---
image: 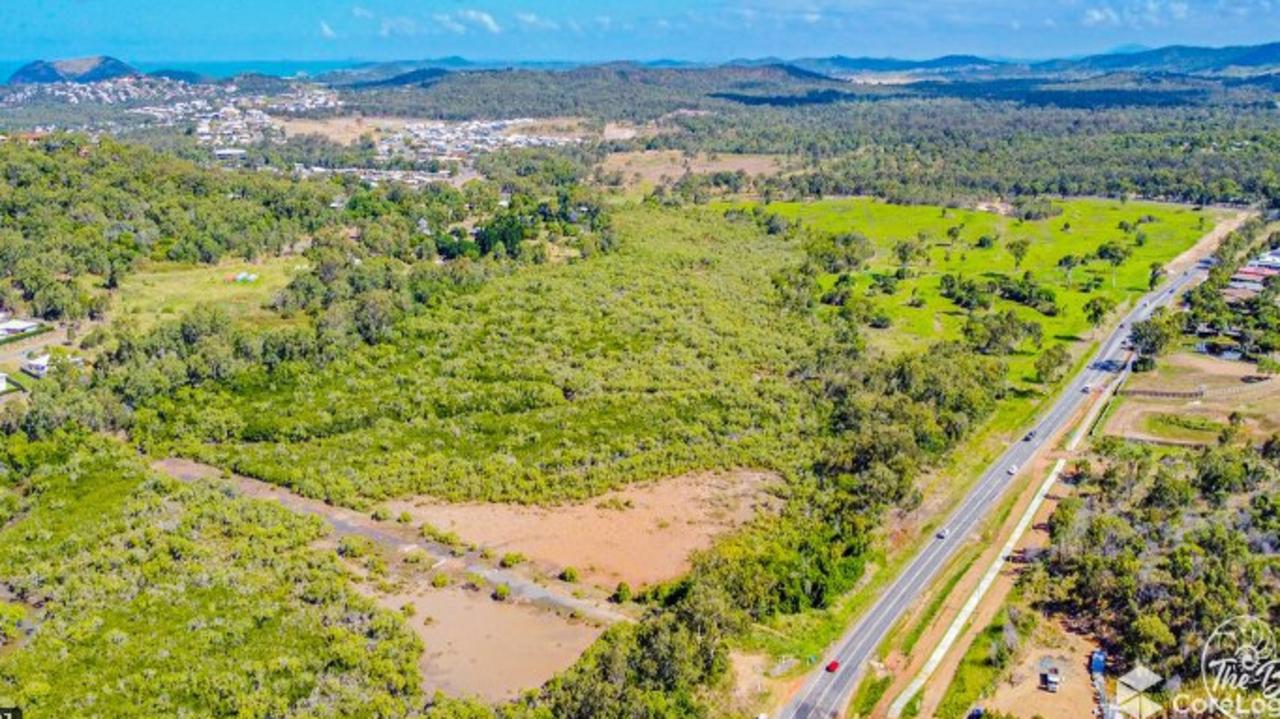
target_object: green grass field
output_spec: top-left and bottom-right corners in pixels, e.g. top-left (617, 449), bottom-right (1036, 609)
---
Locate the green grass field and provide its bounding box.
top-left (752, 193), bottom-right (1215, 383)
top-left (0, 434), bottom-right (421, 719)
top-left (143, 200), bottom-right (1211, 504)
top-left (116, 257), bottom-right (306, 329)
top-left (152, 207), bottom-right (826, 503)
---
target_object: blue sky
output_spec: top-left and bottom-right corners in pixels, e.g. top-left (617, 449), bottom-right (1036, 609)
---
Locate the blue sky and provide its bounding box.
top-left (0, 0), bottom-right (1280, 61)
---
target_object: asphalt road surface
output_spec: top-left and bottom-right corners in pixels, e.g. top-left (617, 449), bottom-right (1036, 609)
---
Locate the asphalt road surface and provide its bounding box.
top-left (777, 261), bottom-right (1210, 719)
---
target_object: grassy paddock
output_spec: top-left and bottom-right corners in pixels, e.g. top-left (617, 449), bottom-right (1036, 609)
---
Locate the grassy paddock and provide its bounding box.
top-left (116, 257), bottom-right (306, 328)
top-left (752, 193), bottom-right (1217, 386)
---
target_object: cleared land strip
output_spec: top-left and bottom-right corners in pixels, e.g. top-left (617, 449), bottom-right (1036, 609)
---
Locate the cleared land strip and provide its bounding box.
top-left (151, 458), bottom-right (631, 624)
top-left (888, 363), bottom-right (1128, 719)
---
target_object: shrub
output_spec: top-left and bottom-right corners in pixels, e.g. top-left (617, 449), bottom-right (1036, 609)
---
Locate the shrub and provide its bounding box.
top-left (609, 582), bottom-right (631, 604)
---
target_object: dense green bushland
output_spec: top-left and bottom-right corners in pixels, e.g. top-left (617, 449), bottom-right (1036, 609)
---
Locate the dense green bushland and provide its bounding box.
top-left (0, 432), bottom-right (421, 719)
top-left (0, 134), bottom-right (596, 320)
top-left (1024, 432), bottom-right (1280, 678)
top-left (645, 99), bottom-right (1280, 205)
top-left (742, 198), bottom-right (1213, 389)
top-left (136, 203), bottom-right (824, 503)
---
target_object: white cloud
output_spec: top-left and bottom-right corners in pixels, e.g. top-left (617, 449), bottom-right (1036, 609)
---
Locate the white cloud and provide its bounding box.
top-left (516, 13), bottom-right (559, 29)
top-left (1083, 6), bottom-right (1120, 27)
top-left (431, 13), bottom-right (467, 35)
top-left (378, 15), bottom-right (417, 37)
top-left (457, 10), bottom-right (502, 35)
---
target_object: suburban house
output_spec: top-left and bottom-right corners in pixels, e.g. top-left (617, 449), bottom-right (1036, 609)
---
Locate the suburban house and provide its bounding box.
top-left (22, 354), bottom-right (50, 380)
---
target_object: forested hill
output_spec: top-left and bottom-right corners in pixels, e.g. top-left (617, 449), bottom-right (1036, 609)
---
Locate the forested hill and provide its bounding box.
top-left (9, 56), bottom-right (138, 84)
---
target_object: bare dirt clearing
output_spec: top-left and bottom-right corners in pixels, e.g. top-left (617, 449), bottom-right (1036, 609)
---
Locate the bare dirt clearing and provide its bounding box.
top-left (374, 586), bottom-right (604, 702)
top-left (152, 458), bottom-right (621, 702)
top-left (602, 150), bottom-right (786, 187)
top-left (1105, 353), bottom-right (1280, 445)
top-left (271, 116), bottom-right (413, 145)
top-left (387, 470), bottom-right (777, 586)
top-left (983, 620), bottom-right (1098, 719)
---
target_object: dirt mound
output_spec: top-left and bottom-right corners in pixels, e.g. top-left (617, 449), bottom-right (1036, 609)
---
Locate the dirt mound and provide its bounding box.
top-left (387, 470), bottom-right (777, 586)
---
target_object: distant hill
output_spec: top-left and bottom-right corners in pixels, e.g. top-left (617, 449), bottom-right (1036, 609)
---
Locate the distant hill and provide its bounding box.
top-left (9, 55), bottom-right (140, 84)
top-left (796, 55), bottom-right (1004, 73)
top-left (1029, 42), bottom-right (1280, 75)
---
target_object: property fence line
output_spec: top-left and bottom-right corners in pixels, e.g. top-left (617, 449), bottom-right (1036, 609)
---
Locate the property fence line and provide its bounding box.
top-left (1116, 389), bottom-right (1204, 399)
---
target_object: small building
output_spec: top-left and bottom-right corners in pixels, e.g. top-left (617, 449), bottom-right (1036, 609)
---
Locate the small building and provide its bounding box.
top-left (1039, 656), bottom-right (1062, 693)
top-left (22, 354), bottom-right (50, 380)
top-left (214, 147), bottom-right (248, 161)
top-left (1089, 649), bottom-right (1107, 674)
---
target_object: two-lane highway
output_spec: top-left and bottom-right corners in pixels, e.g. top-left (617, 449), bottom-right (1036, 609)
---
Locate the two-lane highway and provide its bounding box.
top-left (780, 255), bottom-right (1208, 719)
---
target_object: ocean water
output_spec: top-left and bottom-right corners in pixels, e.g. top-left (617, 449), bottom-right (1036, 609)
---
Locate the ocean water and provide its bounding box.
top-left (129, 60), bottom-right (361, 79)
top-left (0, 60), bottom-right (27, 82)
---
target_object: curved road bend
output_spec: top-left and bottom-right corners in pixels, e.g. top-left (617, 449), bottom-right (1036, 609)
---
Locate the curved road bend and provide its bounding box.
top-left (777, 260), bottom-right (1208, 719)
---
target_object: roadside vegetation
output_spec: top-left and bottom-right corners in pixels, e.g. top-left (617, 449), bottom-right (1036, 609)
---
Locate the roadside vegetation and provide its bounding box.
top-left (0, 431), bottom-right (421, 718)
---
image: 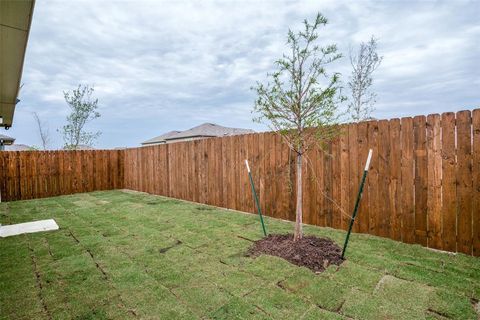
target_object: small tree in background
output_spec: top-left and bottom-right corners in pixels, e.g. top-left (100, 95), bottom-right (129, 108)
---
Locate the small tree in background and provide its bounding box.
top-left (33, 112), bottom-right (50, 150)
top-left (253, 13), bottom-right (344, 241)
top-left (62, 85), bottom-right (101, 150)
top-left (348, 36), bottom-right (383, 122)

* * * *

• PROMPT: Convert the lines above into a numbered list, leaving out the blank lines and the pictures.

• RESPONSE:
1. ---
2. image: 
3. target_object: green grass field
4. output_spec: top-left and bottom-right corners in pixels, e.g. top-left (617, 449), bottom-right (1036, 609)
5. ---
6. Locate the green grass field and provide its bounding box.
7. top-left (752, 193), bottom-right (1215, 383)
8. top-left (0, 434), bottom-right (421, 719)
9. top-left (143, 200), bottom-right (1211, 504)
10. top-left (116, 257), bottom-right (306, 329)
11. top-left (152, 207), bottom-right (826, 503)
12. ---
13. target_object: blue sky
14. output_spec: top-left and bottom-right corners in pixels, e.g. top-left (617, 449), bottom-right (1036, 609)
15. ---
16. Locate the blue sky and provide its bounding box.
17. top-left (0, 0), bottom-right (1280, 61)
18. ---
19. target_object: asphalt road surface
20. output_spec: top-left and bottom-right corners in pixels, e.g. top-left (617, 449), bottom-right (1036, 609)
21. ---
22. Locate the asphalt road surface and provide its bounding box.
23. top-left (777, 261), bottom-right (1210, 719)
24. ---
25. target_object: grassy paddock
26. output_spec: top-left and bottom-right corners in pixels, e.g. top-left (617, 449), bottom-right (1036, 609)
27. ---
28. Locate the grassy paddock and provide its bounding box.
29. top-left (116, 257), bottom-right (306, 328)
30. top-left (752, 193), bottom-right (1217, 386)
31. ---
32. target_object: cleared land strip
33. output_spec: top-left and bottom-right corners in pixels, e.g. top-left (617, 449), bottom-right (1036, 609)
34. ---
35. Locate the cleared land strip and provide its bounding box.
36. top-left (151, 458), bottom-right (631, 624)
37. top-left (888, 363), bottom-right (1128, 719)
38. ---
39. target_object: shrub
40. output_spec: top-left and bottom-right corners in pixels, e.g. top-left (617, 449), bottom-right (1036, 609)
41. ---
42. Locate the shrub and provide its bounding box.
43. top-left (609, 582), bottom-right (631, 604)
44. ---
45. target_object: dense green bushland
46. output_spec: top-left and bottom-right corners in pixels, e.g. top-left (617, 449), bottom-right (1036, 609)
47. ---
48. Locate the dense green bushland and provide its bounding box.
49. top-left (0, 432), bottom-right (421, 719)
50. top-left (0, 134), bottom-right (596, 320)
51. top-left (1024, 432), bottom-right (1280, 678)
52. top-left (645, 99), bottom-right (1280, 205)
53. top-left (742, 198), bottom-right (1213, 389)
54. top-left (136, 203), bottom-right (824, 503)
55. ---
56. target_object: white cloud
57. output_spec: top-left and bottom-right corners in pixels, e.g. top-left (617, 449), bottom-right (1036, 609)
58. ---
59. Locate the white cloud and provide its bounding box.
60. top-left (516, 13), bottom-right (559, 29)
61. top-left (1083, 6), bottom-right (1120, 27)
62. top-left (431, 13), bottom-right (467, 35)
63. top-left (378, 15), bottom-right (417, 37)
64. top-left (457, 10), bottom-right (502, 35)
65. ---
66. target_object: suburban house
67. output_spec: top-left and bottom-right corners in pixels, e.g. top-left (617, 449), bottom-right (1036, 609)
68. ---
69. Locate the suburban house and provide its bounding box.
70. top-left (22, 354), bottom-right (50, 380)
71. ---
72. target_object: forested hill
73. output_spec: top-left and bottom-right corners in pixels, e.g. top-left (617, 449), bottom-right (1036, 609)
74. ---
75. Locate the forested hill and provide its bounding box.
76. top-left (9, 56), bottom-right (138, 84)
77. ---
78. target_object: bare dirt clearing
79. output_spec: top-left and bottom-right corners in pixels, e.g. top-left (617, 449), bottom-right (1036, 609)
80. ---
81. Locate the bare dirt clearing and provide its bounding box.
82. top-left (374, 586), bottom-right (604, 702)
83. top-left (152, 458), bottom-right (621, 702)
84. top-left (602, 150), bottom-right (786, 187)
85. top-left (1105, 353), bottom-right (1280, 445)
86. top-left (271, 116), bottom-right (413, 145)
87. top-left (387, 470), bottom-right (777, 586)
88. top-left (983, 620), bottom-right (1098, 719)
89. ---
90. target_object: dirt mound
91. output_spec: top-left and bottom-right corners in pixels, e.g. top-left (617, 449), bottom-right (1036, 609)
92. ---
93. Locate the dirt mound and provide its bounding box.
94. top-left (387, 470), bottom-right (777, 586)
95. ---
96. target_object: distant hill
97. output_spec: top-left and bottom-right corners in pixels, e.g. top-left (617, 449), bottom-right (1036, 609)
98. ---
99. Locate the distant hill and provide its bounding box.
100. top-left (9, 55), bottom-right (140, 84)
101. top-left (796, 55), bottom-right (1004, 73)
102. top-left (1029, 42), bottom-right (1280, 75)
103. ---
104. target_object: property fence line
105. output_spec: top-left and bottom-right corners in pixels, e.g. top-left (617, 449), bottom-right (1036, 609)
106. ---
107. Locate the property fence line and provide its bounding box.
108. top-left (1116, 389), bottom-right (1204, 399)
109. ---
110. target_object: small building
111. output_spec: top-left and bottom-right corners in pixels, e.g. top-left (617, 449), bottom-right (1036, 609)
112. ---
113. Locate the small building and provide its bounding box.
114. top-left (1039, 656), bottom-right (1062, 693)
115. top-left (22, 354), bottom-right (50, 380)
116. top-left (214, 147), bottom-right (248, 161)
117. top-left (1089, 649), bottom-right (1107, 674)
118. ---
119. target_object: two-lane highway
120. output_spec: top-left and bottom-right corners in pixels, e.g. top-left (617, 449), bottom-right (1036, 609)
121. ---
122. Locate the two-lane highway and provide its bounding box.
123. top-left (780, 255), bottom-right (1208, 719)
124. ---
125. target_object: ocean water
126. output_spec: top-left and bottom-right corners in pixels, e.g. top-left (617, 449), bottom-right (1036, 609)
127. ---
128. Locate the ocean water and provide its bounding box.
129. top-left (129, 60), bottom-right (361, 79)
130. top-left (0, 60), bottom-right (27, 82)
131. ---
132. target_object: curved road bend
133. output_spec: top-left and bottom-right corners in pixels, e.g. top-left (617, 449), bottom-right (1036, 609)
134. ---
135. Locate the curved road bend and provide its bounding box.
136. top-left (777, 260), bottom-right (1208, 719)
137. ---
138. target_object: roadside vegetation
139. output_spec: top-left and bottom-right corners in pixels, e.g. top-left (617, 449), bottom-right (1036, 609)
140. ---
141. Locate the roadside vegetation and provide its bounding box.
142. top-left (0, 431), bottom-right (421, 718)
143. ---
144. image: 
145. target_object: small tree in background
146. output_spec: top-left and bottom-right corners in pixels, e.g. top-left (100, 95), bottom-right (129, 108)
147. ---
148. Locate the small tree in background and provide its bounding box.
149. top-left (33, 112), bottom-right (50, 150)
150. top-left (253, 13), bottom-right (344, 241)
151. top-left (62, 85), bottom-right (101, 150)
152. top-left (348, 36), bottom-right (383, 122)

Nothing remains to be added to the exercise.